### SUPPLIED PASSAGE
★ ★ ★ ★

# Advice regarding shares



## newtothis27 (6 June 2006)

*advise regarding shares*

Hi

I have an account with Statewest Credit Society who have merged with Home Building Society. I have been offered the option of either AUD$3200 or 237 Shares in Home Building society. 

I am not in need of the cash at the moment so i would like to invest it but have never done anything like this before. Should i take the shares with Home Building Society or re invest them else where.... Is there anyone out there who had experience with investing and shares that can give me an idea of what they would do.

Also is it worth me getting a financial advisor to make these decisions for me or would the charges involved not be worth it if i only have $3200????

Any advice would be greatly appreciated!

Many Thanks!


----------



## Realist (6 June 2006)

Welcome.     

It's never to late to start learning about shares..   

Well I know nothing about this bank or home building society, but that is often a good thing.  Familiarity can be a bad thing when buying shares (ask any Telstra shareholder).

First of all $3200 is pretty much exactly what 327 shares would cost. So there is no real advantage in going with the shares. That is the key point!! Unfortunately you can't just take the shares and cash them in immediately for a profit. So if you take the shares you'll have to wait and wait for any profit.

The ex-dividend date is June 22, if you do not own shares before then you miss out on the 24 cents per share dividend ($78 given to you). Secondly the day after June 22nd the share price will drop around 24 cents.  So if you are given the shares just after June 22nd you could be losing on this deal.

Looking at their financials they seem overpriced at the moment. And this takeover or merger confuses things - it is hard to tell, but to me I would not buy them until I saw how this takeover affected their profits!

Banks all seem a bit over priced at the moment actually.

So my answer is :

If you have alot of spare cash, are willing to forget about $3,200 for the next 10 years, reinvest the dividends, and hope it turns into $10,000 10 years later, then do it!!

If you need the money, have any debts or owe any money to anyone, or want to invest in something else just take the cash. There is no real advantage in this offer in my opinion.


----------



## newtothis27 (6 June 2006)

many thanks for your advice. I think i will probley take the cash and get my self a financial advisor to re invest it wisely for me! Do you know of any good financial advisors ???


----------



## Realist (6 June 2006)

Well don't get a financial advisor to advise on investing $3200. Because what they will charge would make it not worth it, just put it in a high paying interest account.

★ ★ ★ ★

### TO DO
Extend the forum thread about choosing cash or shares in Home Building Society, continuing after its final post.

★ ★ ★ ★

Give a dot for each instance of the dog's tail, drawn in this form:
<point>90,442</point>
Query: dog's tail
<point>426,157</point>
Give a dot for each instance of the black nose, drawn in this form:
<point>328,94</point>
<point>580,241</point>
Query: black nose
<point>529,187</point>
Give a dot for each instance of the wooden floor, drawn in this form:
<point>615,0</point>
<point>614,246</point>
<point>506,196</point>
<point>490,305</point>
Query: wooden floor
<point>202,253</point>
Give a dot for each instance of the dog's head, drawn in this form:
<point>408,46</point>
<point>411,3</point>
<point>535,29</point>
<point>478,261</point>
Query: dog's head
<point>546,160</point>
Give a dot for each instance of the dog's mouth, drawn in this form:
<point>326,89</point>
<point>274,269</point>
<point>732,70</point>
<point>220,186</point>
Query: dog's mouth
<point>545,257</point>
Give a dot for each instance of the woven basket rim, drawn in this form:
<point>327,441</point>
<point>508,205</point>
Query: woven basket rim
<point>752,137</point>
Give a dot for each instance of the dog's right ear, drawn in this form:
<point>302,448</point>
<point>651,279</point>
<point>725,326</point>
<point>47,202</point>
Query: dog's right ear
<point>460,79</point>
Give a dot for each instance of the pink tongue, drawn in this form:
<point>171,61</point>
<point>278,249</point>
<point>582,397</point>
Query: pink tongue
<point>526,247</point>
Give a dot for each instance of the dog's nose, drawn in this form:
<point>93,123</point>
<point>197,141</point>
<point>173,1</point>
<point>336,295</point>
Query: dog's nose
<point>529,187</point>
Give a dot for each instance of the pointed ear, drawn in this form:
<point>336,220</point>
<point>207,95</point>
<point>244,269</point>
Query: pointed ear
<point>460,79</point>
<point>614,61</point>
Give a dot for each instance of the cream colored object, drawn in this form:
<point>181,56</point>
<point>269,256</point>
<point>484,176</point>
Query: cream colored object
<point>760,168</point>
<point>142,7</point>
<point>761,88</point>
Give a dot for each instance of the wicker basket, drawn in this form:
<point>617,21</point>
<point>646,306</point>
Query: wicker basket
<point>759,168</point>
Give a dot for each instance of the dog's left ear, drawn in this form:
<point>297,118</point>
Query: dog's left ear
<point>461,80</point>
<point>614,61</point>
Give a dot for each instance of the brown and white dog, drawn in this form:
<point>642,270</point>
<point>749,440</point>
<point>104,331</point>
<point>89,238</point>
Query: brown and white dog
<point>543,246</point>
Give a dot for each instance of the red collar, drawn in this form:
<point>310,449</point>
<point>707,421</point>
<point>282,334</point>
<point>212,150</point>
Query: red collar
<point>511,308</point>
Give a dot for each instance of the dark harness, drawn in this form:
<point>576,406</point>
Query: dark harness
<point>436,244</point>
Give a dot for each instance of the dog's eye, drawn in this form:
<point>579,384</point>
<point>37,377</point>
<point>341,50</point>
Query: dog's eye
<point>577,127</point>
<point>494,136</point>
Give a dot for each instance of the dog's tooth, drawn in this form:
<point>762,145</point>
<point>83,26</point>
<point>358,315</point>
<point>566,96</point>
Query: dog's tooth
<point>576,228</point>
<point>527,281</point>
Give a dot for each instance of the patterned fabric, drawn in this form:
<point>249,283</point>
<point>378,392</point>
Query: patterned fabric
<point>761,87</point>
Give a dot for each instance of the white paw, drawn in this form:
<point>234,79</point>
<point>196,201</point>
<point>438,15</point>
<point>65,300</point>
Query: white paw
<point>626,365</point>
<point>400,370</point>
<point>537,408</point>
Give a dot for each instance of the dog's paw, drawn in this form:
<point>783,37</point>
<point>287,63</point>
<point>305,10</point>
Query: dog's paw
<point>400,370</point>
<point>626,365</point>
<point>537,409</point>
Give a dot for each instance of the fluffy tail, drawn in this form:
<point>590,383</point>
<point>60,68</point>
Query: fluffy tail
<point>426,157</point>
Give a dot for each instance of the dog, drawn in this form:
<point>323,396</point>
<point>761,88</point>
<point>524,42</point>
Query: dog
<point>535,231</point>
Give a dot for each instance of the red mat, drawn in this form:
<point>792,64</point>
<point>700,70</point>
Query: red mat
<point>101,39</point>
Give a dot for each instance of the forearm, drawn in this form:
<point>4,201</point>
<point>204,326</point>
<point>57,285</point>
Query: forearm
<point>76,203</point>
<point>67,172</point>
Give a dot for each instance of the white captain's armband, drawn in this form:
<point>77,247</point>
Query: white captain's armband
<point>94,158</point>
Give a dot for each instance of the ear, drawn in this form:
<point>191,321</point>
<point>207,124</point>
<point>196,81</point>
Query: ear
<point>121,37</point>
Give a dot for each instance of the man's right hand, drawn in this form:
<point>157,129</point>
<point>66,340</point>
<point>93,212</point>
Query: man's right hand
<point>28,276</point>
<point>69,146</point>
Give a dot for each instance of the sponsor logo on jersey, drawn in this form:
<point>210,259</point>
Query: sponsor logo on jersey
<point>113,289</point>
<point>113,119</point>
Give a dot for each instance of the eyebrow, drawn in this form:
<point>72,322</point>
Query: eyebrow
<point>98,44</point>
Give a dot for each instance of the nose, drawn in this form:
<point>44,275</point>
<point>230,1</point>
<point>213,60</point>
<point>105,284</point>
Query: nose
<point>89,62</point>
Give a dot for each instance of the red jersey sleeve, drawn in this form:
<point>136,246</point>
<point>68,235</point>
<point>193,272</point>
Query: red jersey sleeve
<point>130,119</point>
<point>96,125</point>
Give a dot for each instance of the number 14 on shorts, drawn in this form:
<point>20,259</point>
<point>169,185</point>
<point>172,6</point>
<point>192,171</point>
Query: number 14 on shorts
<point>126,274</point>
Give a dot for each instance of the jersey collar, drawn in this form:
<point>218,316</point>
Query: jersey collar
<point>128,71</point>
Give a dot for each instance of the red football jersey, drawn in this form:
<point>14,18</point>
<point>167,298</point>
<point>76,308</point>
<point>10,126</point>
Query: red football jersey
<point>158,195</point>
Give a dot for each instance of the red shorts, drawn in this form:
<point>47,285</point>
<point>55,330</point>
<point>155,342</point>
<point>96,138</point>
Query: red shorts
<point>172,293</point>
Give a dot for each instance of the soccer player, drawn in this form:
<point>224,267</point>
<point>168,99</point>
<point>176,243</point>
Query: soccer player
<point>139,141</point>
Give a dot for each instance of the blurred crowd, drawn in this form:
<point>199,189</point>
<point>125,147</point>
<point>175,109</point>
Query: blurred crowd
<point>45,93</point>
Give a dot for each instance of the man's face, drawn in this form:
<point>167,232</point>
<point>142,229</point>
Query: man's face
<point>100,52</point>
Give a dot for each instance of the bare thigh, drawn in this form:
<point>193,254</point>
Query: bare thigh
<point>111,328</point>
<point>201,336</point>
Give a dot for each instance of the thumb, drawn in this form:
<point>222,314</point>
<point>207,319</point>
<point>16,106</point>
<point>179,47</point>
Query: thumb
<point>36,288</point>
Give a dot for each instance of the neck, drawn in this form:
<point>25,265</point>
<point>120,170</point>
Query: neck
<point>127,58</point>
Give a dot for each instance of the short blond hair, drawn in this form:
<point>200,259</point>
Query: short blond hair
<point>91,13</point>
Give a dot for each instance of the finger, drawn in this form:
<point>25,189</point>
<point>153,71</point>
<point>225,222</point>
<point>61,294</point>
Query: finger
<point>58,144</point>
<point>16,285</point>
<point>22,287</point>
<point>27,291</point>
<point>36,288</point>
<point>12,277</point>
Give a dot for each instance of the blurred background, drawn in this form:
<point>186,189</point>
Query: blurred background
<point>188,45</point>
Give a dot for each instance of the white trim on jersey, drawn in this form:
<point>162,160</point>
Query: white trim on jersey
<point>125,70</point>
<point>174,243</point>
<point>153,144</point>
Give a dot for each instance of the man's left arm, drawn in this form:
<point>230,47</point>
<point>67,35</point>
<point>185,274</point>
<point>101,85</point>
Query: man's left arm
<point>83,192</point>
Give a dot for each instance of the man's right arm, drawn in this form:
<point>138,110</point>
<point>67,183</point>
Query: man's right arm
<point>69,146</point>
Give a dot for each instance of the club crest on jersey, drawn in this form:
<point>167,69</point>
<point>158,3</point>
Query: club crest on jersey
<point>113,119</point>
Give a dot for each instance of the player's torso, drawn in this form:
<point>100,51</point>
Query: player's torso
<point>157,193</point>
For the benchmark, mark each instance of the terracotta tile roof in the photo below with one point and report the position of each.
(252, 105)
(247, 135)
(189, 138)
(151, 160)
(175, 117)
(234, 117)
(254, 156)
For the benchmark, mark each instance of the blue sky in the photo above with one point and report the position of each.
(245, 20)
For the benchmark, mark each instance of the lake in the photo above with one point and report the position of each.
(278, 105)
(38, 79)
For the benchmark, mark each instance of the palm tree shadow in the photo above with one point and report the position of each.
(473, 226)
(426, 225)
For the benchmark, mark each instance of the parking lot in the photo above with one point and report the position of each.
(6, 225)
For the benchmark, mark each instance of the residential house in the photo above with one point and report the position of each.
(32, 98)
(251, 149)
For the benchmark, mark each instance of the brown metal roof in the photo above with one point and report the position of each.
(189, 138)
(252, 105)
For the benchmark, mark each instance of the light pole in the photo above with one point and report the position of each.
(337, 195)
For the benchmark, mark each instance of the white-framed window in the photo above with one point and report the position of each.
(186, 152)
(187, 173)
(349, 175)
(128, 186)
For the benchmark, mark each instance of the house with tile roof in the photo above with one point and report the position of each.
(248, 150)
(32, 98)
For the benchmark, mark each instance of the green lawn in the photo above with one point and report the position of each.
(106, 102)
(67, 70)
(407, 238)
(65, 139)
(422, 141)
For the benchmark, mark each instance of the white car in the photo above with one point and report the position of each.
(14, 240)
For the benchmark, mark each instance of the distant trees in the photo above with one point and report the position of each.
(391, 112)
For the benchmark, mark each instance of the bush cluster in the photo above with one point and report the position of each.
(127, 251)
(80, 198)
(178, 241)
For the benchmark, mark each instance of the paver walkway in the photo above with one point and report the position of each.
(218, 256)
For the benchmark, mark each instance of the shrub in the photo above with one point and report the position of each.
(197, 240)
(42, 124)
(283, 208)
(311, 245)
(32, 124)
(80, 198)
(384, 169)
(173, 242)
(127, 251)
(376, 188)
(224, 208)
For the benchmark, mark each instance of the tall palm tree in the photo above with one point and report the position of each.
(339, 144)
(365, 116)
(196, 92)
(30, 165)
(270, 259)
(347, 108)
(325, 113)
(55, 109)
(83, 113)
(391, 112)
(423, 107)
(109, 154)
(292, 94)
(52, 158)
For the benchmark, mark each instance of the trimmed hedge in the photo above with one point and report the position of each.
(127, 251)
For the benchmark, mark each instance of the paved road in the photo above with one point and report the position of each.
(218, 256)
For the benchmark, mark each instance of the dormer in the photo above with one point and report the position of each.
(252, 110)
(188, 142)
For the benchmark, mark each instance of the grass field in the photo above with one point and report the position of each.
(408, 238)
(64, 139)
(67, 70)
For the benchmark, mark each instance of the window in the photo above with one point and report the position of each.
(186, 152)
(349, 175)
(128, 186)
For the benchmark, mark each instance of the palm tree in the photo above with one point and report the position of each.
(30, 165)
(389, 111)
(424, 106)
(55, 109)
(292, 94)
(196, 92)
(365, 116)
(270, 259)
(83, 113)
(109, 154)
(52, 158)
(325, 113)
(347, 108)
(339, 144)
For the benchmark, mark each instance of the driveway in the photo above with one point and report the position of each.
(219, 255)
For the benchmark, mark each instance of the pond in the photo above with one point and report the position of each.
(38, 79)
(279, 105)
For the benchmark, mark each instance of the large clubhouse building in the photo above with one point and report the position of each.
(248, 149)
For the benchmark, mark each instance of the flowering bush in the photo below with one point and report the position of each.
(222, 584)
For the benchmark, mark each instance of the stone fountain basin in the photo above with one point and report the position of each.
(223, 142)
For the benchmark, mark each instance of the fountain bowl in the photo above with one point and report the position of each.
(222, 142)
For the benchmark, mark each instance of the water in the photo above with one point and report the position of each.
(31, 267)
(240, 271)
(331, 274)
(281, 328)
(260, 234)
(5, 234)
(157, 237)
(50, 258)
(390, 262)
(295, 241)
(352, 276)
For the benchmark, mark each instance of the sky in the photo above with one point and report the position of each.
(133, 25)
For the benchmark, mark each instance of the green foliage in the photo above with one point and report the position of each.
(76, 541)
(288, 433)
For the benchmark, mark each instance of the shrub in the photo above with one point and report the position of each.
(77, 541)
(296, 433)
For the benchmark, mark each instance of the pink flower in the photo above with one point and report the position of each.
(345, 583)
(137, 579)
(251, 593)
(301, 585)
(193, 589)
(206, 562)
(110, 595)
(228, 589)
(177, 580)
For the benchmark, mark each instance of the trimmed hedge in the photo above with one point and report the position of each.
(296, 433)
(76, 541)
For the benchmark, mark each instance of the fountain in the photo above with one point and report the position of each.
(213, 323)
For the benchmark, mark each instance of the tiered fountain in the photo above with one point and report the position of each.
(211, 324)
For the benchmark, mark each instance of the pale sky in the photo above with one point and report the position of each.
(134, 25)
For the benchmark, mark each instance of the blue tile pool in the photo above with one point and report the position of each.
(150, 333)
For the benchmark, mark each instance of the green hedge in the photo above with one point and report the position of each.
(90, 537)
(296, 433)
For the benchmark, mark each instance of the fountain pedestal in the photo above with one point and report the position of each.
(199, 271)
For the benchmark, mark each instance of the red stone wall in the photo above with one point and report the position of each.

★ ★ ★ ★

### THE RESULT
If you have more money to invest then yeah go for it!

Pay off your mortgage and any debts first if you have them though.

Sorry I don't know any financial advisors, and prefer to do it myself anyway.


----------



## Sean K (6 June 2006)

I reckon you should take that cash to Crown and put it all on black. Then leave it there for 9 more spins. Whalah! $3M!  

Or, save another $2K and buy some international fund in something that allows you to chip in that much and then add to it regularly. 

Or, have a holiday!


----------



## Julia (7 June 2006)

Realist said:
			
		

> Well don't get a financial advisor to advise on investing $3200. Because what they will charge would make it not worth it, just put it in a high paying interest account.
> 
> If you have more money to invest then yeah go for it!
> 
> ...




Agree 100% with Realist's comments.  Why not put the cash in a high interest account and begin making yourself familiar with at least how the share market works.  If you go to the Australian Stock Exchange's website, www.asx.com.au, you will find a very comprehensive amount of education.
Then if you feel you are interested in becoming involved, perhaps buy $3000 of a good blue chip stock when it's in a downturn.

Good luck.

Julia


----------



## 3 veiws of a secret (7 June 2006)

I bought my first shares in London ....Bougainville on a monday morning 1976'ish,rang my mate @ Phillips and Drew (stockbrokers) and boastfully said when shall I sell them. Reply -"Mate have you read the front page of the Financial Times........No I reply !!!!!!!....it says the troops have marched into the  mine the shares are plummeting!!!!!!! ......."
So I left it at that and waited for the 3.15 phonecall back to my mate that afternoon.
"What's the latest on the Bougainville shares ....he replies The bad news is its dropped to 53 pence....good news is its gone up to 54 pence."
So the moral of the story is, no matter how much you analyse the subject in where you put your money,something else might hit you unexpected.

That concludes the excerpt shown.